[Task inputs]

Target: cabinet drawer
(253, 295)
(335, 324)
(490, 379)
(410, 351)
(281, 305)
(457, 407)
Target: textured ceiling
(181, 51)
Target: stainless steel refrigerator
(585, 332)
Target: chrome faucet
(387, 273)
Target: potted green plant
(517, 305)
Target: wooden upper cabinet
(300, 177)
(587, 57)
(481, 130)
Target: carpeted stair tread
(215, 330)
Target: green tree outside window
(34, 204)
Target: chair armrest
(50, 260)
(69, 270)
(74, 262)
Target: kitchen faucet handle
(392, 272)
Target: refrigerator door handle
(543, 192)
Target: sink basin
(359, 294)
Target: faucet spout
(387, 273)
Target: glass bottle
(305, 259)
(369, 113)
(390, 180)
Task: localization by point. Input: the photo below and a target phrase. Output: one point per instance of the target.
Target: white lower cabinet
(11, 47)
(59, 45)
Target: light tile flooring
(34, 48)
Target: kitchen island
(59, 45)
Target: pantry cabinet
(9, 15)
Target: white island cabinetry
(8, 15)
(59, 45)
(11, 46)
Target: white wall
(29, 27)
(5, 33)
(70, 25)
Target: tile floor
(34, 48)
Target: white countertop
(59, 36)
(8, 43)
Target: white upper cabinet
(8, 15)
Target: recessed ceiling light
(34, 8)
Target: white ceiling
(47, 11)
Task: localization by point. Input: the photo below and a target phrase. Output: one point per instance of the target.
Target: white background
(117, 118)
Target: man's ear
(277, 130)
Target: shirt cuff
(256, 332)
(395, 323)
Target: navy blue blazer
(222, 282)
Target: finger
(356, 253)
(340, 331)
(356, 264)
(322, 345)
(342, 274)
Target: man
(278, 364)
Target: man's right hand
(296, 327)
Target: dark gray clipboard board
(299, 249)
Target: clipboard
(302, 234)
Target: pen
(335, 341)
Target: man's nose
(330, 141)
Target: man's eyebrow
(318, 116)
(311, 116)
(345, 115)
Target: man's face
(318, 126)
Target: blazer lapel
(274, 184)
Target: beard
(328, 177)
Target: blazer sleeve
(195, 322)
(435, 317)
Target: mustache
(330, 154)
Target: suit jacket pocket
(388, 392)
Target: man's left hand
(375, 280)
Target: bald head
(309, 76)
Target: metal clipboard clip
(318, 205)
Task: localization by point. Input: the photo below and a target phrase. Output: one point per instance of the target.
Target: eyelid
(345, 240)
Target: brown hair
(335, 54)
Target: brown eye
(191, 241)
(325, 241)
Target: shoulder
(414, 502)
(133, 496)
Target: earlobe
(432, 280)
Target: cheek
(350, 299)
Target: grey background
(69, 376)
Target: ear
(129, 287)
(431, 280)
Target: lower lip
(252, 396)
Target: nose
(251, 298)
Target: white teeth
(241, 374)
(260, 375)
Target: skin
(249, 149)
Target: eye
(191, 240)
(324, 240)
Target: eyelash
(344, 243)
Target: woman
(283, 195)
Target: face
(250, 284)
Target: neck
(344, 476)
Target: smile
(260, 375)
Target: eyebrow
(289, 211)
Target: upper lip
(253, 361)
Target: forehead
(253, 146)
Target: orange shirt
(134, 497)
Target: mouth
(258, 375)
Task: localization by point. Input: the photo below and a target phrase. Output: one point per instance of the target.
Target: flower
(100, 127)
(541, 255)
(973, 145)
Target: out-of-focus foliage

[/Task inputs]

§ **Exercise description**: Give back all the records above exactly. Keep every word.

§ **The completed task**:
Target: cabinet drawer
(253, 295)
(335, 324)
(490, 379)
(410, 351)
(281, 305)
(457, 407)
Target: textured ceiling
(181, 51)
Target: stainless steel refrigerator
(585, 332)
Target: chrome faucet
(387, 273)
Target: potted green plant
(517, 305)
Target: wooden upper cabinet
(300, 177)
(587, 57)
(481, 130)
Target: carpeted stair tread
(215, 330)
Target: green tree outside window
(34, 204)
Target: chair armrest
(50, 260)
(69, 270)
(74, 262)
Target: kitchen faucet handle
(392, 272)
Target: refrigerator door handle
(543, 192)
Target: sink basin
(359, 294)
Target: faucet spout
(387, 273)
Target: glass bottle
(305, 259)
(369, 113)
(390, 180)
Task: localization by point. Input: the photo below and a target phrase. Output: one point per instance of the target.
Target: white lower cabinet
(11, 47)
(59, 45)
Target: light tile flooring
(34, 48)
Target: kitchen island
(59, 45)
Target: pantry cabinet
(9, 15)
Target: white island cabinetry
(8, 15)
(59, 45)
(11, 46)
Target: white wall
(29, 27)
(5, 33)
(70, 25)
Target: tile floor
(34, 48)
Target: white countertop
(59, 36)
(8, 43)
Target: white upper cabinet
(8, 15)
Target: recessed ceiling light
(34, 8)
Target: white ceiling
(47, 11)
Task: localization by point. Input: the photo below and a target phrase. Output: one point per instance of the target.
Target: white background
(117, 118)
Target: man's ear
(277, 130)
Target: shirt cuff
(256, 332)
(395, 323)
Target: navy blue blazer
(222, 282)
Target: finger
(356, 253)
(340, 331)
(356, 264)
(322, 345)
(342, 274)
Target: man
(278, 364)
Target: man's right hand
(296, 327)
Target: dark gray clipboard board
(299, 249)
Target: clipboard
(302, 234)
Target: pen
(335, 341)
Target: man's nose
(330, 141)
Target: man's eyebrow
(318, 116)
(311, 116)
(345, 115)
Target: man's face
(318, 126)
Target: blazer lapel
(274, 184)
Target: beard
(328, 177)
Target: blazer sleeve
(195, 322)
(435, 317)
Target: mustache
(330, 154)
Target: suit jacket pocket
(388, 392)
Target: man's left hand
(375, 280)
Target: bald head
(309, 76)
Target: metal clipboard clip
(318, 205)
Task: localization by point. Input: the photo below and a target phrase. Output: one point per instance of the target.
Target: eyelid
(345, 240)
Target: brown hair
(335, 54)
Target: brown eye
(191, 241)
(325, 241)
Target: shoulder
(414, 502)
(133, 496)
Target: earlobe
(432, 280)
Target: cheek
(350, 299)
Target: grey background
(69, 376)
Target: ear
(129, 287)
(431, 280)
Target: lower lip
(252, 396)
Target: nose
(251, 298)
Target: white teeth
(241, 374)
(260, 375)
Target: skin
(249, 149)
Target: eye
(191, 240)
(324, 240)
Target: eyelash
(344, 243)
Target: woman
(283, 195)
Target: face
(250, 284)
Target: neck
(344, 476)
Target: smile
(260, 375)
Target: eyebrow
(289, 211)
Target: upper lip
(253, 361)
Target: forehead
(253, 146)
Target: orange shirt
(134, 497)
Target: mouth
(258, 375)
Task: localization by point. Input: the photo below and a target phrase. Output: one point per instance of the target.
Target: flower
(100, 127)
(541, 255)
(973, 145)
Target: out-of-focus foliage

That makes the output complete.